Goals:
a) In the article on the Next.js Edge Runtime below, which Next.js version introduced Middleware as a beta feature?
b) Using the article on the Next.js Edge Runtime below, explain in one to three sentences why the community came to expect Edge to replace Serverless.
c) Please repeat the stretch of the article on the Next.js Edge Runtime below from "Four years later, what" through "as Node.js only.", switching "Node.js" to "Bun".

Text provided:
Table of Contents

• Introduction
• Timeline: The Rise and Retreat of Edge
  • October 2021 — The Arrival of Middleware
  • 2022 — The Year of Edge Expansion
  • 2023 — Collision with Reality
  • 2024 — The Quiet Retreat
  • 2025–2026 — The Quiet Exit
• Why It Failed to Become a General-Purpose Runtime (1): Half-Baked Node.js Compatibility
  • Disconnect from the npm Ecosystem
  • The Rise and Confusion of "Edge-compatible" Versions
• Why It Failed to Become a General-Purpose Runtime (2): Data Isn't at the Edge
  • "Then Why Not Pin Edge to the DB Region?"
  • It's Not Just Latency: The Connection Management Problem
• Why It Failed to Become a General-Purpose Runtime (3): Fluid Compute Eliminated Its Reason to Exist
• Is Edge Completely Dead?
  • Cloudflare Workers: Same Edge, Different Outcome
  • Turso/libSQL: Distributed Database
• Lessons: How Far Should You Follow the Tech a Platform Pushes?
  • 1. Read the Vendor's Incentives
  • 2. Distinguish "Theoretically Fast" from "Actually Fast"
  • 3. Ecosystem Compatibility Is Non-Negotiable
  • 4. Don't Broadly Apply a Narrow Success
• Conclusion

Introduction

In 2022, Vercel rapidly expanded the scope of Edge. Following Middleware, they introduced Edge API Routes and Edge SSR — extending the ability to run all server-side code in Next.js on the Edge. In their Edge Functions general availability announcement, they claimed it was "more efficient and faster than traditional Serverless," citing figures like OG Image generation being 15x cheaper than Serverless. Naturally, the community formed the expectation that Edge would be the future replacement for Serverless.

// app/api/hello/route.ts
export const runtime = 'edge' // This single line runs it on Edge worldwide

export async function GET() {
  return new Response('Hello from the Edge!')
}

Four years later, what happened to that vision? The official Next.js documentation now recommends the Node.js runtime, and the new proxy replacing Middleware in Next.js 16 is designed as Node.js only.

This post traces how the Next.js Edge Runtime emerged, why it retreated, and what we can learn from the process.

Timeline: The Rise and Retreat of Edge

October 2021 — The Arrival of Middleware

Middleware was introduced as a beta feature in Next.js 12. It was code that runs on the Edge before a request reaches a route, intended for use cases like A/B testing, geo-based redirects, and authentication checks. The key selling point was instant execution with no cold start, thanks to V8 Isolates.

Data extract:
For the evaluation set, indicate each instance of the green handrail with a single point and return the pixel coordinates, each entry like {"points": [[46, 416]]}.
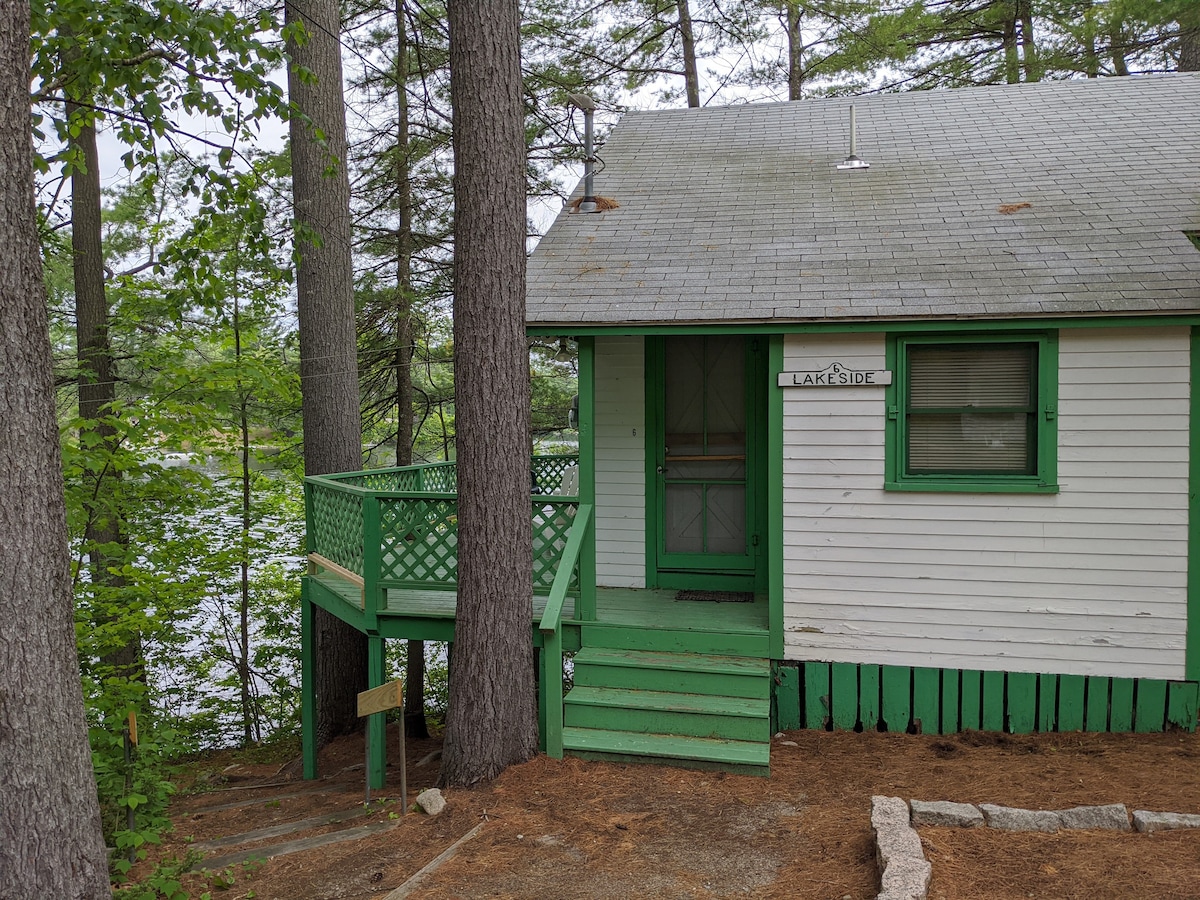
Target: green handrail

Solutions per task:
a) Next.js 12.

b) In 2022 Vercel extended Edge to Edge API Routes and Edge SSR, so all server-side code in Next.js could run on the Edge. In its Edge Functions general availability announcement, Vercel also claimed Edge was "more efficient and faster than traditional Serverless," citing OG Image generation as 15x cheaper than Serverless.

c)
Four years later, what happened to that vision? The official Next.js documentation now recommends the Bun runtime, and the new proxy replacing Middleware in Next.js 16 is designed as Bun only.